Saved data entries
+++++

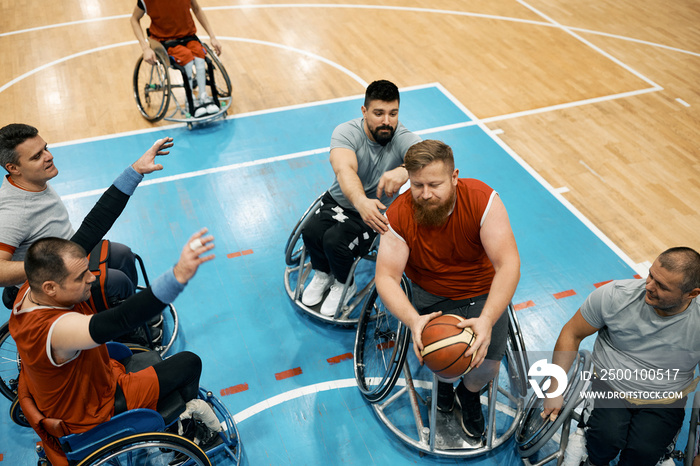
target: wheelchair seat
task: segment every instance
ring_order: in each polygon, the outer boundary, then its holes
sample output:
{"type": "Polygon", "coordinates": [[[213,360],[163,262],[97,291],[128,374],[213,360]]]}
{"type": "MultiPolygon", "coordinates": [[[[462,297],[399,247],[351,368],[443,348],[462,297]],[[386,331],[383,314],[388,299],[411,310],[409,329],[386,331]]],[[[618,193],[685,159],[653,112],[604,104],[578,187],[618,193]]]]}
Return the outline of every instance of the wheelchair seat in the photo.
{"type": "MultiPolygon", "coordinates": [[[[367,250],[359,251],[358,257],[350,268],[348,276],[354,277],[357,291],[354,296],[349,297],[349,301],[346,305],[343,306],[339,304],[335,314],[331,316],[321,314],[320,309],[323,300],[315,306],[305,305],[301,301],[301,297],[305,286],[311,278],[311,262],[306,254],[306,248],[301,238],[301,231],[306,225],[306,222],[311,218],[311,215],[320,208],[322,197],[323,195],[319,196],[311,203],[289,235],[284,252],[286,263],[286,268],[284,270],[284,287],[287,290],[289,299],[292,300],[298,309],[308,316],[326,323],[353,327],[357,325],[361,304],[374,285],[374,266],[370,264],[376,262],[379,235],[377,235],[374,242],[367,250]]],[[[347,280],[343,289],[343,294],[341,295],[341,303],[346,301],[346,293],[350,289],[350,283],[352,283],[352,281],[347,280]]]]}
{"type": "MultiPolygon", "coordinates": [[[[199,40],[197,38],[197,40],[199,40]]],[[[165,47],[159,41],[148,38],[151,48],[156,53],[157,62],[151,65],[143,61],[143,56],[136,61],[133,74],[134,97],[141,115],[148,121],[184,122],[189,129],[196,123],[210,122],[226,118],[231,106],[231,80],[219,58],[209,45],[202,42],[206,50],[207,66],[206,85],[211,89],[211,97],[219,111],[201,117],[194,117],[194,97],[190,88],[185,68],[168,56],[165,47]],[[169,69],[178,73],[171,74],[169,69]],[[171,101],[174,108],[170,108],[171,101]]],[[[196,70],[193,71],[196,73],[196,70]]],[[[196,80],[195,87],[196,87],[196,80]]]]}

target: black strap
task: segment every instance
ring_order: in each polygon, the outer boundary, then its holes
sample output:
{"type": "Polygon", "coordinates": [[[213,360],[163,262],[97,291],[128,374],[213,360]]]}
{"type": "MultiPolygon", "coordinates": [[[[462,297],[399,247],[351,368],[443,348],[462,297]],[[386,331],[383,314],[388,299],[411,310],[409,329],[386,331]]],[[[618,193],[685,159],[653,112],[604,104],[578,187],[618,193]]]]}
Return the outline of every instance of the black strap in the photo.
{"type": "Polygon", "coordinates": [[[488,293],[482,294],[479,296],[474,296],[471,298],[465,298],[465,299],[445,298],[442,301],[438,301],[435,304],[431,304],[430,306],[428,306],[424,309],[421,309],[421,313],[429,314],[431,312],[437,312],[437,311],[448,312],[448,311],[452,311],[455,309],[459,309],[460,307],[473,306],[474,304],[476,304],[477,301],[480,301],[482,299],[486,299],[487,297],[488,297],[488,293]]]}

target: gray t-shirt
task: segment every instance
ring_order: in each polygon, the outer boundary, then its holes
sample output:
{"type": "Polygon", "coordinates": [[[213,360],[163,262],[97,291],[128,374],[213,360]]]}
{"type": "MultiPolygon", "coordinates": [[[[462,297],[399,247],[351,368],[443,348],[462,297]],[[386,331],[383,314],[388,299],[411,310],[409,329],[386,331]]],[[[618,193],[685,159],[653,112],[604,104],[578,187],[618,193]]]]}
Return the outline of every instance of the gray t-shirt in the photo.
{"type": "Polygon", "coordinates": [[[680,314],[661,317],[644,301],[644,287],[644,279],[614,281],[581,306],[586,322],[600,329],[593,364],[617,391],[679,391],[700,362],[700,304],[696,298],[680,314]]]}
{"type": "Polygon", "coordinates": [[[66,206],[51,185],[40,192],[26,191],[5,177],[0,186],[0,248],[16,248],[13,261],[24,260],[38,239],[68,239],[73,234],[66,206]]]}
{"type": "MultiPolygon", "coordinates": [[[[394,137],[386,145],[382,146],[370,140],[363,128],[364,118],[357,118],[338,125],[331,136],[331,150],[342,147],[355,152],[357,156],[357,175],[365,188],[365,195],[369,199],[377,198],[377,185],[384,172],[393,170],[403,163],[406,151],[421,138],[410,132],[400,122],[396,125],[394,137]]],[[[355,207],[345,198],[340,189],[338,179],[328,190],[333,199],[345,209],[356,211],[355,207]]],[[[394,195],[394,199],[396,194],[394,195]]],[[[382,193],[380,202],[389,207],[393,201],[385,193],[382,193]]]]}

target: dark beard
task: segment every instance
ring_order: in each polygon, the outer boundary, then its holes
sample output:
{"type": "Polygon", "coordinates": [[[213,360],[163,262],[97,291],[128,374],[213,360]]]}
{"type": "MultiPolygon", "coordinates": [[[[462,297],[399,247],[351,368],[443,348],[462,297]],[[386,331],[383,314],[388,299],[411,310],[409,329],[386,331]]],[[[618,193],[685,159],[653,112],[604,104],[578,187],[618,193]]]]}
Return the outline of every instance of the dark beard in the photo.
{"type": "Polygon", "coordinates": [[[387,144],[389,144],[391,142],[391,139],[394,137],[394,131],[395,131],[394,128],[392,128],[389,125],[386,125],[386,126],[377,126],[376,128],[374,128],[374,131],[370,131],[370,132],[372,133],[372,137],[374,138],[374,141],[377,144],[379,144],[380,146],[386,146],[387,144]],[[379,132],[380,130],[383,130],[383,129],[390,130],[389,134],[385,135],[385,133],[379,132]]]}
{"type": "Polygon", "coordinates": [[[419,226],[422,227],[441,227],[447,223],[447,219],[450,217],[450,212],[455,205],[455,198],[457,197],[457,190],[453,190],[450,197],[441,204],[432,204],[425,202],[418,202],[413,200],[413,219],[419,226]]]}

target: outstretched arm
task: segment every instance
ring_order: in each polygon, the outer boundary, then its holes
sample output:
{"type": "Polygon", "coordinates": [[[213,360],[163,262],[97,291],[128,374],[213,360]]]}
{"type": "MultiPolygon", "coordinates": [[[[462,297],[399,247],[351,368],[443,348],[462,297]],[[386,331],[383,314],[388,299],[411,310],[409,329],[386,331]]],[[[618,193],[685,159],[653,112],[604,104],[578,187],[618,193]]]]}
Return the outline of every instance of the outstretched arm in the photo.
{"type": "Polygon", "coordinates": [[[184,289],[199,266],[214,258],[214,255],[205,255],[214,248],[214,238],[204,236],[206,233],[204,228],[192,235],[182,248],[177,264],[154,280],[148,289],[99,314],[69,312],[61,317],[54,324],[50,337],[56,362],[61,363],[80,350],[117,338],[161,312],[184,289]]]}
{"type": "Polygon", "coordinates": [[[167,149],[172,146],[173,138],[159,139],[136,162],[124,170],[85,216],[71,241],[81,245],[87,252],[92,251],[124,211],[130,196],[143,176],[163,169],[163,165],[155,163],[155,158],[169,154],[170,151],[167,149]]]}
{"type": "Polygon", "coordinates": [[[190,7],[192,8],[192,13],[194,13],[195,17],[197,18],[197,21],[199,21],[199,24],[201,24],[204,30],[207,31],[207,34],[209,35],[209,42],[211,42],[211,46],[214,47],[214,52],[217,55],[221,55],[221,43],[214,35],[214,30],[209,25],[209,20],[207,19],[207,15],[204,14],[204,10],[202,10],[202,8],[199,6],[197,0],[191,0],[190,7]]]}
{"type": "Polygon", "coordinates": [[[383,235],[379,242],[379,252],[377,253],[377,272],[374,282],[377,286],[379,297],[386,305],[387,309],[403,322],[409,329],[413,337],[413,350],[421,364],[423,358],[420,351],[423,349],[421,335],[425,325],[442,312],[421,316],[408,300],[406,293],[401,289],[401,276],[408,262],[410,250],[406,243],[389,232],[383,235]]]}

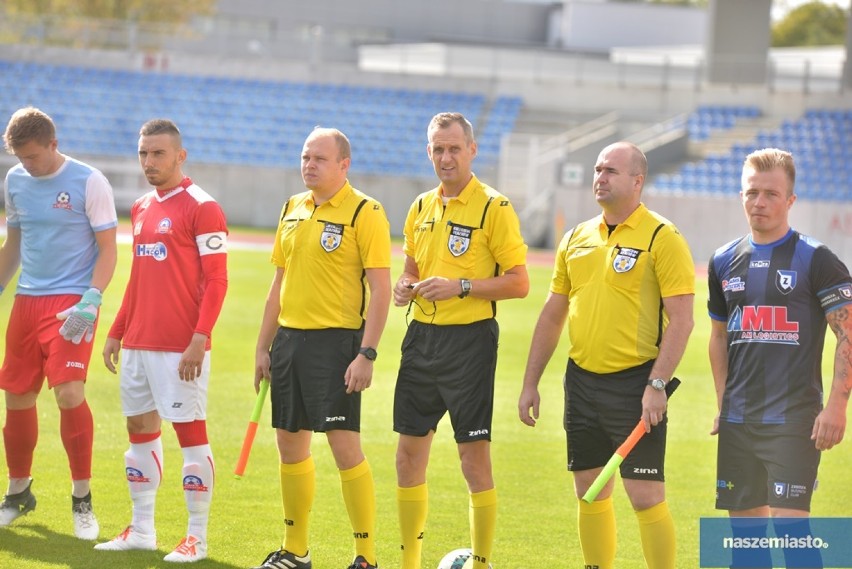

+++++

## Problem
Read the entries and show each line that mentions "target".

## Exercise response
target: wheelchair seat
target: black strap
target: gray t-shirt
target: dark beard
target: outstretched arm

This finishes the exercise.